Task item >>
Set down the passage on drug pricing word for word, from "So, I think" up to and including "is too expensive.".

Extracted text >>
[Start of Attachment]
Potentially covered by insurance, potentially not. And the higher the price is, this makes the insurance company less willing to cover it if they think that they could save more money by just having the person continue to do whatever they were doing before. So, in that sense, I see extremely high pricing, regardless of the value offered to the patient, I see extremely high pricing as being a barrier that a lot of people in the industry are very reluctant to admit is a barrier to the adoption of the new medicine.

It’s not insurmountable because people will be happy to pay a lot of money if they get a serious condition addressed. The issue is that often the price is very high and the serious issue is not fully addressed or it is perhaps mitigated. And with some oncology therapies, we’re talking about months, like additional months that someone can live and not in good health for tremendous amounts of money.

So, I think that there needs to be a reckoning of some sort where people in the industry get realistic about pricing because it’s tempting to try to price as aggressively as possible to capture as much revenue as possible, but at some point you do lose out.

And if one insurer decides, I don’t want to cover this medicine, too expensive, not enough benefit. That is a signal to the other insurers that they might want to do the same. And then you arrive at a point where insurers are not willing to cover your drug, your drug is too expensive.

And I’m just thinking about these Alzheimer’s therapies that Biogen has gotten approved. If there’s any question about the efficacy, then you’re getting more and more stakeholders to say, no, no, this isn’t a good choice, too expensive, doesn’t work well enough, blah, blah, blah, blah, blah, too many side effects. So, all of these issues play together whether people want to address them as though they’re isolated or not. So, that is kind of my take on that.

RS: Given what you’re approaching, I think you need to be somewhat curious in order to be interested in these things. Given the fact that you’re thoughtful and covering the space, I’m curious what your thoughts are, big picture, and you don’t necessarily need to answer it if you don’t want to, if it’s a little bit too esoteric, or kind of more macro.
[End of Attachment]
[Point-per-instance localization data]
[Start of Attachment]
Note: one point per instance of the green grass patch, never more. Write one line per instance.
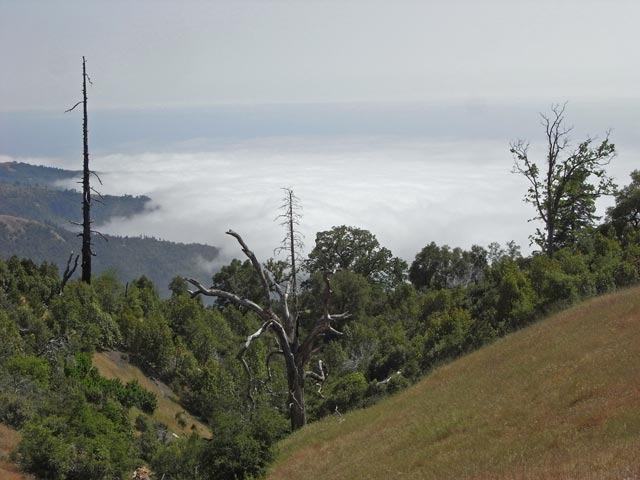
(560, 399)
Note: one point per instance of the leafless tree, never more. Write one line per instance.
(278, 320)
(87, 231)
(292, 244)
(560, 188)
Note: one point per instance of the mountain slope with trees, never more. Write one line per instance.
(127, 257)
(556, 400)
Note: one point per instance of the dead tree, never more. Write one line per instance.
(292, 244)
(296, 352)
(87, 251)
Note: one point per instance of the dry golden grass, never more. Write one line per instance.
(113, 365)
(558, 400)
(9, 439)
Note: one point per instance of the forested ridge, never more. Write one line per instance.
(38, 220)
(456, 301)
(344, 325)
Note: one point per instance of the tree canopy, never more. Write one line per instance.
(358, 250)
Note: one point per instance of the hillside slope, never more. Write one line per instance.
(114, 365)
(128, 257)
(558, 400)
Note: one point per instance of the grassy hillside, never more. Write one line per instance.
(114, 365)
(558, 400)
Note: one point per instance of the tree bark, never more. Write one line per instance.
(86, 187)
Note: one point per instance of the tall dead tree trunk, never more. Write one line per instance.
(86, 187)
(87, 232)
(296, 352)
(292, 244)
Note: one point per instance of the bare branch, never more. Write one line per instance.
(256, 266)
(95, 174)
(80, 102)
(101, 235)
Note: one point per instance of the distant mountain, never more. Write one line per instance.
(47, 204)
(128, 257)
(25, 173)
(35, 222)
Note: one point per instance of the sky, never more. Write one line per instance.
(391, 116)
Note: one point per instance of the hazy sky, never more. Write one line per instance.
(394, 116)
(198, 53)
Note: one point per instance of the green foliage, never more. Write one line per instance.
(563, 191)
(624, 217)
(436, 268)
(447, 336)
(350, 248)
(77, 311)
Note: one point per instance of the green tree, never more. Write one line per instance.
(563, 189)
(351, 248)
(624, 217)
(437, 267)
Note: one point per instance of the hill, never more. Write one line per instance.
(560, 399)
(51, 205)
(128, 257)
(114, 365)
(20, 173)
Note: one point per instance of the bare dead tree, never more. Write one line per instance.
(292, 243)
(559, 189)
(296, 352)
(86, 234)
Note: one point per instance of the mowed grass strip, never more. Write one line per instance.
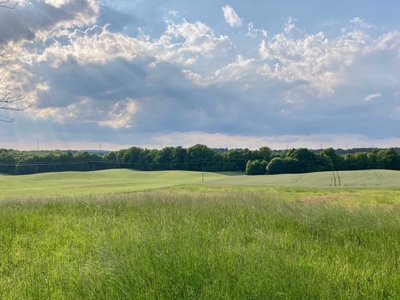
(95, 183)
(336, 179)
(198, 245)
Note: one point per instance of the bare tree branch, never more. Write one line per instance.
(10, 99)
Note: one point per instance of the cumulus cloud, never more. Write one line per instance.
(314, 59)
(231, 16)
(180, 43)
(186, 76)
(361, 23)
(104, 113)
(252, 32)
(372, 96)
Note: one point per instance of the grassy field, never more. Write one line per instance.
(96, 183)
(212, 240)
(352, 179)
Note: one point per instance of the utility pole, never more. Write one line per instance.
(202, 171)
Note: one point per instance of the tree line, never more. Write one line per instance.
(196, 158)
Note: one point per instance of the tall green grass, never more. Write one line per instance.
(199, 245)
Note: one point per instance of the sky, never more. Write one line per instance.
(113, 74)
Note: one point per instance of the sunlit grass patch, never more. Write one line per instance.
(200, 245)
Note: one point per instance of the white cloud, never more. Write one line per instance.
(231, 17)
(361, 23)
(372, 96)
(105, 113)
(98, 45)
(289, 25)
(253, 32)
(314, 59)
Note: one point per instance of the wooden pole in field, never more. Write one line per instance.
(202, 171)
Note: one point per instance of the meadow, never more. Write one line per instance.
(123, 234)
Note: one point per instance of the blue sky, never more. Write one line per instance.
(223, 73)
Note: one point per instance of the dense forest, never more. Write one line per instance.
(197, 158)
[End of Attachment]
Solution for this exercise >>
So, I think that there needs to be a reckoning of some sort where people in the industry get realistic about pricing because it’s tempting to try to price as aggressively as possible to capture as much revenue as possible, but at some point you do lose out.

And if one insurer decides, I don’t want to cover this medicine, too expensive, not enough benefit. That is a signal to the other insurers that they might want to do the same. And then you arrive at a point where insurers are not willing to cover your drug, your drug is too expensive.